Document excerpt -
Treg can differentiate from T-cell precursors during T-cell development in the thymus and from mature conventional T lymphocytes during immune responses in the periphery (2). In the thymus, Treg development requires high affinity interactions of the T-cell receptor (TCR) for antigen expressed by T-cell precursors with MHC/peptide complexes expressed mainly by medullary thymic stromal cells (7). Because the latter cells present peptides derived from tissue antigens, in part through the action of the transcription factor autoimmune regulator (AIRE) (8), an autospecific Treg repertoire thus develops (9,10). Treg development in the thymus also requires cytokines, such as interleukin-2 (IL-2) and IL-15 (11), as well as signals through costimulatory receptors (12–14).
Defects in Treg development are thought to be involved in the etiology of autoimmune pathology (6). Thus, the very aggressive and rapidly lethal autoimmune syndrome developing in AIRE-deficient NOD mice appears, at least in part, due to defective selection of the Treg repertoire early in life (15). Also mice deficient in IL-2 or its receptor rapidly succumb to autoimmune pathology, but the respective roles of defective intrathymic development and peripheral survival and function of Treg remain to be assessed (11). NOD mice deficient in CD28, in which substantially fewer Treg develop in the thymus, also develop more aggressive type 1 diabetes (T1D) (16).
It has been suggested that the TCR repertoire expressed by Treg developing in the thymus of T1D-prone NOD mice is less diverse than that developing in the thymus of C57BL/6 (B6) mice, which are frequently used as a T1D-resistant reference (17–19). The results were based on analysis of CD25-expressing CD4+CD8− thymocytes, presumably developing Treg. However, our laboratory recently demonstrated that in adult mice, actually only a fraction of thymic Treg are cells that had recently developed, the rest being cells that had recirculated from the periphery back to the thymus (20). Moreover, we recently demonstrated that the NOD thymus contains a particularly high proportion of recirculating Treg (21). Also, CD25 is not only expressed by Treg but also by immature precursors (22). To assess the potential involvement, in the etiology of T1D in the NOD mouse, of genetic defects affecting the diversity of the TCR expressed by newly developed Treg, we therefore readdressed this issue using mutant NOD and B6 mice in which newly developed Treg can be distinguished from recirculating cells and in which Treg can be isolated based on Foxp3 expression.

Given records -
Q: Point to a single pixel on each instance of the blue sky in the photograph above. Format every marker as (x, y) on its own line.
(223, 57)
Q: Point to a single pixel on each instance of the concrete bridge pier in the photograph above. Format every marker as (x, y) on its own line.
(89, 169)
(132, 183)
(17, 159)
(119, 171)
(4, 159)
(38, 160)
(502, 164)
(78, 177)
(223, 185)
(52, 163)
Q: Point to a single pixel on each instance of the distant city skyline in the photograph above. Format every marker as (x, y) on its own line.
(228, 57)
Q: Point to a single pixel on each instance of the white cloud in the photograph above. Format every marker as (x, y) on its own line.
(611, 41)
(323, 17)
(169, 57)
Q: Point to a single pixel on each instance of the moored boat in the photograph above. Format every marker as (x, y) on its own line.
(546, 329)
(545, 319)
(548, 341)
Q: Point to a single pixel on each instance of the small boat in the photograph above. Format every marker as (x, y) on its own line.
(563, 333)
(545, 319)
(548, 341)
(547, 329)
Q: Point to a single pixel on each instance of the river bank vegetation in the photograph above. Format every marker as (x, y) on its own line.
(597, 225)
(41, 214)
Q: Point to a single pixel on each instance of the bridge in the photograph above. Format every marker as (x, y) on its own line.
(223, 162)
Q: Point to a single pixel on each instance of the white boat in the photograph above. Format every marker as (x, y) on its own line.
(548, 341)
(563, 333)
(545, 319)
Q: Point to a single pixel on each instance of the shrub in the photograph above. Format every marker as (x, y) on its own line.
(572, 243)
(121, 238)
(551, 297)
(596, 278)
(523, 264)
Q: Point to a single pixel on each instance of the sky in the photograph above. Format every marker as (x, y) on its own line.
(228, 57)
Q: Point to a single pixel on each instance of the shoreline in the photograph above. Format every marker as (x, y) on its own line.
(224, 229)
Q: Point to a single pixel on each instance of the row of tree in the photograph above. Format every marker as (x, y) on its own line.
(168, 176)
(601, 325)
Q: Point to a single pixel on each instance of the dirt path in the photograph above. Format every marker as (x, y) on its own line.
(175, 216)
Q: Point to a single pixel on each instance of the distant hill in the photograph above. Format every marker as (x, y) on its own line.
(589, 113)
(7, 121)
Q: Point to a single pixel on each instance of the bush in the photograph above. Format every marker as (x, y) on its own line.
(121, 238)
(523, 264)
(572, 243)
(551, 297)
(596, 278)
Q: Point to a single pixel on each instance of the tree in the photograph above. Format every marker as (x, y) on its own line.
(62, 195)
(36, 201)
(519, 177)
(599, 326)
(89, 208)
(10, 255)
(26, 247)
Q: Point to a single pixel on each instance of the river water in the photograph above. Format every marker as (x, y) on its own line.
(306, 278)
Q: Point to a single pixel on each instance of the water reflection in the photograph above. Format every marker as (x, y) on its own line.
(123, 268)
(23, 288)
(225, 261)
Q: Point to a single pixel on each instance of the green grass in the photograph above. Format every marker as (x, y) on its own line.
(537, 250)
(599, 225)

Required action A -
Answer these questions from the Treg development passage:
(i) Which transcription factor partly enables medullary thymic stromal cells to present peptides derived from tissue antigens?
(ii) What disease develops in a more aggressive form in NOD mice deficient in CD28?
(iii) Which mouse strain is frequently used as a T1D-resistant reference?
Required action B - Echo the Treg development passage word for word, everything from "Defects in Treg" down to "diabetes (T1D) (16).".

Answer area A -
(i) The autoimmune regulator (AIRE).
(ii) Type 1 diabetes (T1D).
(iii) C57BL/6 (B6) mice.

Answer area B -
Defects in Treg development are thought to be involved in the etiology of autoimmune pathology (6). Thus, the very aggressive and rapidly lethal autoimmune syndrome developing in AIRE-deficient NOD mice appears, at least in part, due to defective selection of the Treg repertoire early in life (15). Also mice deficient in IL-2 or its receptor rapidly succumb to autoimmune pathology, but the respective roles of defective intrathymic development and peripheral survival and function of Treg remain to be assessed (11). NOD mice deficient in CD28, in which substantially fewer Treg develop in the thymus, also develop more aggressive type 1 diabetes (T1D) (16).